WHAT YOU WILL DO: The listing below holds a line with "Localize white cloud." and a line with "Localize snow patch". Reproduce those two lines exactly, plus everything between them.

[Start of section]

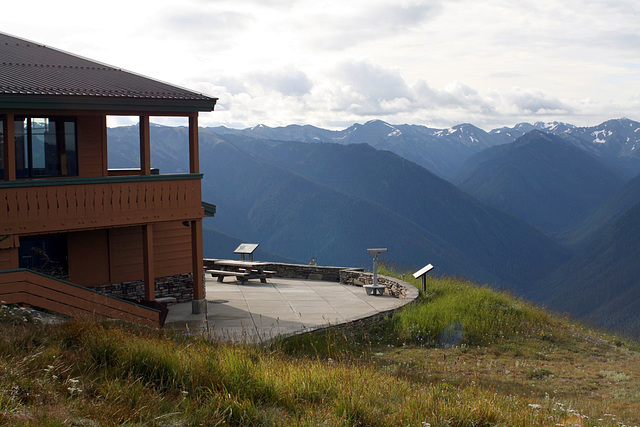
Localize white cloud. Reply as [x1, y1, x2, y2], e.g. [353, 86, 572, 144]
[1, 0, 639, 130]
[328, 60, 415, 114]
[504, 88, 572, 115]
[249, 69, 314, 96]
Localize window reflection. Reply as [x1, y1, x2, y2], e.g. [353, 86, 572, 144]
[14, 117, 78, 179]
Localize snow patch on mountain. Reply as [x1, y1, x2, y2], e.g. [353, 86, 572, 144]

[End of section]
[Start of section]

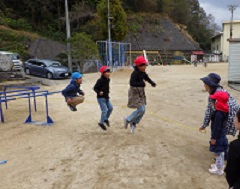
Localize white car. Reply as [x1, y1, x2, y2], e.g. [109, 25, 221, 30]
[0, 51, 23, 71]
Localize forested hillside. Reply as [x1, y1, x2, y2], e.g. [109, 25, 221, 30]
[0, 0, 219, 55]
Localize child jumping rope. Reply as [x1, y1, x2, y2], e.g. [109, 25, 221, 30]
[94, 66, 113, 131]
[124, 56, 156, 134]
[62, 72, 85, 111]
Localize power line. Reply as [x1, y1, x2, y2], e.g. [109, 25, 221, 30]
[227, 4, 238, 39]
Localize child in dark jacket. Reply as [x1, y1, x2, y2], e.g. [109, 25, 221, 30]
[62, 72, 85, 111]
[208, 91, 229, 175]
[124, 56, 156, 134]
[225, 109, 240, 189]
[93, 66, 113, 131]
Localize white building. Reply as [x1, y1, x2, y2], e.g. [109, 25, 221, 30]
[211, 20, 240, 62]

[End of section]

RESULT OF THE EXERCISE:
Localize white cloud. Reply as [x1, y1, x2, y2], e.g. [353, 86, 572, 144]
[1, 0, 639, 130]
[328, 60, 415, 114]
[504, 88, 572, 115]
[249, 69, 314, 96]
Localize window reflection. Reply as [x1, y1, x2, y2], e.g. [353, 86, 572, 144]
[14, 117, 78, 179]
Localize snow patch on mountain. Reply as [x1, y1, x2, y2], e.g. [353, 86, 572, 144]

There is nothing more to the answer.